**What the task requires**:
From the records below, give the part that opens with the line containing "Return the mask of every instance of the concrete" and closes with the line containing "[[[136,87],[124,87],[124,89],[136,89]]]" as a numbered list, with both of those lines included and blank lines skipped. Leave the pictures out of your answer.

**Records shown**:
···

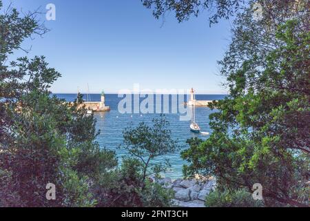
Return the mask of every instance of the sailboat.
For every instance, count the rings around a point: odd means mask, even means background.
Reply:
[[[192,100],[193,104],[192,104],[192,123],[189,126],[192,132],[199,133],[200,133],[200,128],[196,122],[195,122],[196,118],[196,99],[195,95],[194,95],[194,99]]]

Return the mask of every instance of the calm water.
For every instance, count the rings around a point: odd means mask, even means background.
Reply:
[[[56,94],[61,99],[68,102],[72,102],[76,99],[76,94]],[[99,101],[99,94],[89,95],[91,101]],[[171,96],[170,96],[171,97]],[[196,95],[197,99],[213,100],[223,99],[225,95]],[[84,95],[86,99],[86,95]],[[124,151],[116,147],[122,143],[122,131],[129,126],[130,123],[136,125],[138,122],[145,122],[152,123],[152,119],[158,117],[159,114],[121,114],[118,111],[118,104],[122,98],[118,97],[117,95],[105,95],[105,105],[110,106],[111,111],[104,113],[95,113],[94,117],[97,119],[96,128],[101,131],[101,134],[97,137],[97,141],[101,147],[114,150],[116,152],[119,160],[121,156],[126,154]],[[142,101],[143,98],[141,99]],[[171,100],[171,99],[170,99]],[[196,119],[201,128],[201,131],[211,132],[209,127],[209,115],[212,113],[211,110],[205,107],[197,107]],[[180,121],[179,115],[174,113],[165,114],[166,119],[169,122],[169,128],[172,131],[174,139],[177,139],[181,151],[188,148],[188,145],[185,141],[191,137],[198,137],[201,139],[206,139],[208,136],[201,134],[195,134],[189,131],[189,121]],[[182,166],[186,162],[180,157],[180,153],[170,154],[165,156],[169,159],[172,168],[169,169],[166,175],[172,178],[182,177]],[[156,159],[156,161],[163,162],[162,158]]]

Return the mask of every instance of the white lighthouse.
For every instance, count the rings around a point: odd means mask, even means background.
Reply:
[[[195,91],[194,90],[194,88],[192,88],[191,90],[190,90],[190,99],[188,102],[187,104],[188,105],[194,105],[194,102],[196,102],[195,100]]]

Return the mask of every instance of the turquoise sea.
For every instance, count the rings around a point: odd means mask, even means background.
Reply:
[[[76,94],[55,95],[58,97],[64,99],[68,102],[74,101],[76,97]],[[100,100],[100,94],[90,94],[89,96],[91,101]],[[225,96],[224,95],[196,95],[196,98],[198,100],[218,100],[223,99]],[[169,95],[169,97],[171,98],[171,95]],[[86,95],[84,95],[84,99],[87,99]],[[97,120],[96,128],[101,131],[101,133],[97,137],[98,142],[103,148],[105,147],[114,150],[120,161],[121,160],[121,156],[127,154],[125,151],[117,148],[117,146],[123,142],[122,131],[124,128],[128,126],[130,123],[132,123],[134,125],[136,125],[141,122],[150,124],[153,118],[158,117],[160,115],[160,114],[157,113],[121,114],[118,110],[118,104],[122,99],[122,97],[118,97],[118,95],[116,94],[107,94],[105,95],[105,105],[110,106],[111,110],[104,113],[94,113],[94,117]],[[143,99],[141,98],[140,102]],[[171,105],[171,102],[169,105]],[[212,111],[208,108],[196,107],[196,119],[201,128],[201,131],[211,133],[209,126],[209,115],[211,113]],[[172,137],[174,139],[178,140],[178,144],[181,146],[181,151],[189,147],[185,143],[187,139],[194,137],[206,139],[208,137],[205,135],[195,134],[190,132],[190,121],[180,121],[179,114],[178,113],[165,113],[165,115],[170,123],[169,129],[172,131]],[[180,158],[180,153],[170,154],[165,156],[165,157],[169,160],[172,165],[166,175],[172,178],[182,177],[182,167],[184,164],[186,164],[186,162]],[[156,160],[163,162],[164,160],[158,158]]]

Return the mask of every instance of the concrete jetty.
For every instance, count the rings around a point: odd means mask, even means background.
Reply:
[[[212,103],[211,100],[197,100],[195,99],[195,93],[194,89],[191,89],[190,99],[187,102],[185,102],[185,105],[196,106],[207,106],[209,103]]]
[[[79,106],[79,108],[85,108],[87,110],[91,110],[94,112],[104,112],[110,111],[111,109],[110,106],[105,106],[105,94],[103,92],[101,93],[101,97],[100,102],[84,102]]]

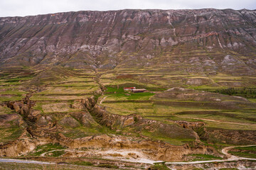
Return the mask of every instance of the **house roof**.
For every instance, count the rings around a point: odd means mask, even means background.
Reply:
[[[136,87],[124,87],[124,89],[136,89]]]

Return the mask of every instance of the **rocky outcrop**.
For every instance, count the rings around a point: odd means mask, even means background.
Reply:
[[[255,13],[154,9],[0,18],[0,64],[112,69],[175,63],[188,72],[253,75]]]
[[[212,162],[205,164],[168,164],[168,167],[173,169],[221,169],[237,168],[238,169],[253,169],[256,166],[254,161],[239,160],[237,162]]]
[[[124,136],[111,137],[103,135],[71,140],[62,134],[58,134],[51,136],[48,140],[51,142],[59,142],[63,145],[68,146],[70,149],[86,147],[137,149],[146,155],[148,159],[154,160],[180,161],[183,160],[185,154],[197,153],[219,155],[213,148],[196,142],[190,145],[174,146],[166,142],[149,140],[132,140],[130,137]]]
[[[176,123],[181,125],[183,128],[188,129],[197,129],[206,125],[206,123],[203,122],[188,122],[185,120],[177,120],[175,121]]]
[[[38,144],[29,139],[18,140],[0,145],[0,157],[17,157],[36,149]]]

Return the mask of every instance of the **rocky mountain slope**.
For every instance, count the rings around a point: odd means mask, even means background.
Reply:
[[[188,72],[254,74],[255,23],[256,11],[213,8],[0,18],[0,64],[183,64]]]

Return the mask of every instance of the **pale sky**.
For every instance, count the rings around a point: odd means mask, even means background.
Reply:
[[[119,9],[256,9],[256,0],[0,0],[0,17]]]

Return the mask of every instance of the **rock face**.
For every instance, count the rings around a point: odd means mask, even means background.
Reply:
[[[253,74],[255,16],[255,10],[209,8],[0,18],[0,64],[111,69],[175,63],[190,64],[189,72]]]

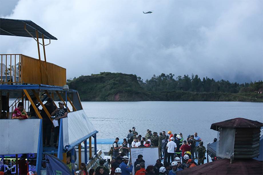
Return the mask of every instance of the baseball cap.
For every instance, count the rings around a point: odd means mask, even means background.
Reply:
[[[188,160],[187,161],[187,163],[186,163],[188,164],[188,163],[190,163],[190,162],[192,162],[192,159],[188,159]]]
[[[138,155],[138,158],[140,158],[141,157],[142,157],[143,156],[142,154],[139,154]]]
[[[34,173],[32,171],[29,171],[27,174],[27,175],[33,175],[33,174],[34,174]]]

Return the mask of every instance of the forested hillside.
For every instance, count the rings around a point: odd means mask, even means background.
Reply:
[[[201,79],[192,75],[172,74],[140,77],[119,73],[101,73],[67,80],[81,100],[95,101],[213,101],[262,102],[262,81],[239,84],[222,80]]]

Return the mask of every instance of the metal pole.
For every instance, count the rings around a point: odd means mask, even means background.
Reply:
[[[85,164],[87,164],[88,162],[88,155],[87,152],[87,140],[84,141],[84,152],[85,153]]]
[[[94,135],[94,154],[97,154],[97,133]]]
[[[89,159],[90,160],[92,158],[92,150],[91,147],[91,137],[89,138]]]
[[[74,172],[75,172],[75,148],[73,148],[71,150],[70,152],[71,152],[71,163],[73,163],[73,166],[72,166],[72,174],[74,174]]]

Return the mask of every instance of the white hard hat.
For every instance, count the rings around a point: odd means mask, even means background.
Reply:
[[[171,165],[172,166],[177,166],[178,165],[178,163],[177,163],[177,162],[174,161],[172,162],[171,164]]]
[[[176,161],[178,162],[181,162],[181,159],[180,158],[180,157],[176,157],[174,158],[174,161]]]
[[[162,166],[159,169],[159,172],[164,173],[165,172],[166,170],[164,166]]]
[[[184,159],[185,160],[188,160],[189,159],[189,156],[187,154],[185,154],[184,156]]]
[[[128,156],[124,156],[122,157],[122,160],[128,160],[129,157],[128,157]]]
[[[115,173],[121,173],[121,169],[119,168],[117,168],[115,169]]]

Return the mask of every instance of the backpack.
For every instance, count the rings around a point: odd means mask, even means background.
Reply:
[[[131,137],[128,140],[127,142],[128,142],[128,143],[130,145],[132,144],[132,141],[133,141],[133,137]]]

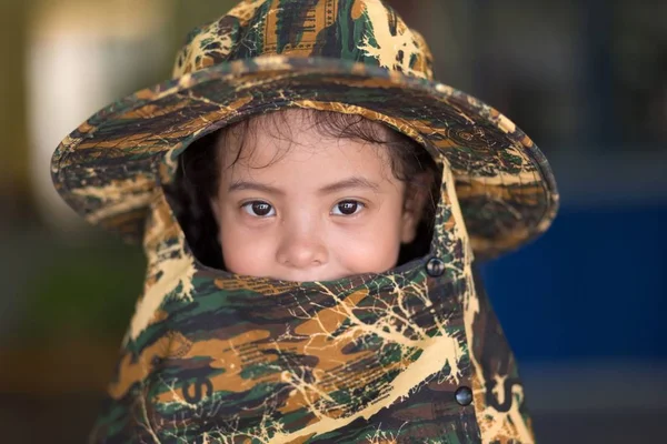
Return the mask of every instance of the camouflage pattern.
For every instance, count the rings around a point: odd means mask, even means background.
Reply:
[[[532,443],[442,167],[429,255],[329,282],[202,265],[157,195],[146,287],[90,442]],[[457,403],[459,387],[472,404]]]
[[[424,39],[379,0],[247,0],[189,36],[172,80],[66,138],[53,182],[88,221],[139,241],[156,183],[193,139],[255,113],[335,109],[445,155],[478,258],[514,250],[556,214],[548,163],[506,117],[435,82],[431,64]]]
[[[474,271],[557,208],[537,148],[432,81],[424,40],[379,0],[248,0],[190,34],[175,78],[109,105],[53,155],[62,196],[142,239],[146,284],[93,443],[535,442],[514,356]],[[167,202],[192,140],[287,107],[355,113],[442,167],[427,256],[287,282],[213,270]],[[427,273],[430,258],[442,275]],[[469,387],[472,403],[455,392]]]

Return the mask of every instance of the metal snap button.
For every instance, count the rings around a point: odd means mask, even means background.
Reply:
[[[456,402],[459,403],[459,405],[462,405],[464,407],[472,403],[472,391],[470,390],[470,387],[458,387],[457,391],[454,393],[454,396],[456,397]]]
[[[445,273],[445,262],[440,258],[431,258],[426,263],[426,272],[434,278],[441,276]]]

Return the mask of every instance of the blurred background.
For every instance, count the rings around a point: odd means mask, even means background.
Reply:
[[[186,33],[233,3],[0,0],[4,442],[86,440],[142,285],[140,248],[57,196],[53,150],[169,78]],[[438,80],[517,122],[555,170],[552,229],[482,268],[538,442],[665,442],[667,2],[389,3],[425,34]]]

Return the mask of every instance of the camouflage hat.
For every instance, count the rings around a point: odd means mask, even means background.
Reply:
[[[550,168],[511,121],[432,79],[419,33],[380,0],[245,0],[196,29],[172,80],[97,112],[56,150],[51,173],[93,224],[138,241],[158,184],[196,139],[251,114],[300,107],[381,121],[422,143],[456,178],[478,256],[550,225]]]

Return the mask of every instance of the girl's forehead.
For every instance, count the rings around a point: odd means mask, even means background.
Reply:
[[[321,171],[381,173],[390,162],[385,147],[345,132],[337,135],[330,127],[315,121],[307,110],[262,114],[241,123],[230,128],[219,140],[223,170],[307,164]],[[380,123],[368,123],[378,125],[377,132],[390,131]]]

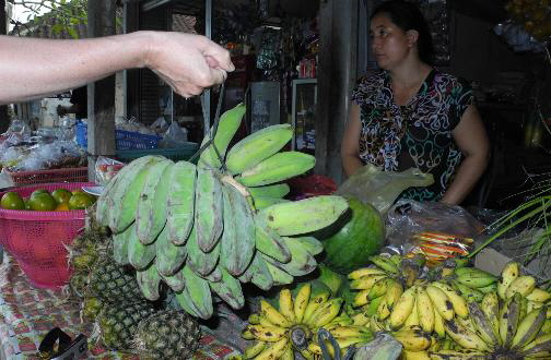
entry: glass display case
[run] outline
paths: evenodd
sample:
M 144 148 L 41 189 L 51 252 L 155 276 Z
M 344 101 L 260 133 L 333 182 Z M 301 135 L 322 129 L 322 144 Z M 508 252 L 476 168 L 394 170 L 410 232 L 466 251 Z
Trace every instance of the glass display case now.
M 292 124 L 295 129 L 292 149 L 314 155 L 316 146 L 317 80 L 293 80 Z

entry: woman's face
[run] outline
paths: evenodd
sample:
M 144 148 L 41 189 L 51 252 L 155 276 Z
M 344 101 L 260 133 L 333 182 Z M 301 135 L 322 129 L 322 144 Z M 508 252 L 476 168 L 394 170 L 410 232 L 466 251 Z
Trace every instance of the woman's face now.
M 410 35 L 394 24 L 385 13 L 371 20 L 370 37 L 379 68 L 392 70 L 402 63 L 411 49 Z

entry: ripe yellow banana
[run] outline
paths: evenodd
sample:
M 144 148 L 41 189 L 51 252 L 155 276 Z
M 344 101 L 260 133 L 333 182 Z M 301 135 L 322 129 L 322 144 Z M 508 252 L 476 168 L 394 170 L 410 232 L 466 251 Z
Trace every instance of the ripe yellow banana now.
M 448 297 L 452 305 L 454 307 L 454 312 L 461 317 L 467 317 L 469 315 L 469 309 L 467 308 L 467 302 L 461 298 L 449 285 L 434 281 L 431 285 L 437 287 Z
M 296 319 L 294 315 L 293 296 L 291 290 L 282 289 L 279 297 L 280 312 L 286 317 L 291 323 L 295 323 Z
M 449 301 L 448 296 L 442 291 L 439 288 L 429 285 L 426 287 L 426 293 L 431 298 L 432 303 L 436 311 L 441 314 L 444 320 L 452 320 L 454 317 L 454 305 Z
M 534 276 L 525 275 L 519 276 L 511 283 L 507 291 L 505 291 L 505 298 L 508 299 L 515 295 L 515 292 L 520 293 L 523 297 L 528 296 L 536 288 L 536 279 Z
M 253 334 L 256 339 L 268 343 L 276 343 L 281 338 L 285 338 L 288 332 L 284 327 L 262 325 L 247 325 L 245 329 Z
M 505 299 L 505 292 L 518 276 L 520 275 L 520 264 L 517 262 L 509 262 L 502 271 L 501 279 L 497 283 L 497 295 L 500 298 Z
M 276 326 L 290 327 L 292 323 L 268 301 L 260 300 L 260 314 Z
M 257 357 L 255 360 L 272 360 L 272 359 L 280 359 L 283 353 L 285 352 L 285 349 L 288 347 L 289 339 L 286 337 L 283 337 L 279 339 L 278 341 L 273 343 L 272 345 L 267 346 Z
M 403 291 L 402 296 L 394 305 L 392 312 L 388 320 L 390 328 L 397 329 L 406 322 L 406 319 L 411 314 L 415 303 L 417 287 L 411 287 Z
M 434 329 L 434 307 L 422 287 L 418 289 L 415 303 L 421 328 L 429 334 L 432 333 Z
M 309 283 L 304 284 L 296 293 L 294 299 L 293 309 L 295 314 L 296 323 L 301 324 L 304 317 L 304 312 L 308 307 L 309 297 L 312 292 L 312 286 Z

···

**Final result**:
1. Return the mask of every instance of the concrete jetty.
2. For every instance, count the rings around a point: odd means mask, even means background.
3. Reply:
4. [[[212,103],[211,100],[197,100],[195,99],[195,93],[194,89],[191,89],[190,99],[187,102],[185,102],[185,105],[196,106],[207,106],[209,103]]]
5. [[[79,106],[79,108],[85,108],[87,110],[91,110],[94,112],[104,112],[110,111],[111,109],[110,106],[105,106],[105,94],[103,92],[101,93],[101,97],[100,102],[84,102]]]
6. Return the mask of every instance of the **house roof**.
7. For every instance, count the rings around a point: odd means mask, even means background.
8. Reply:
9. [[[136,87],[124,87],[124,89],[136,89]]]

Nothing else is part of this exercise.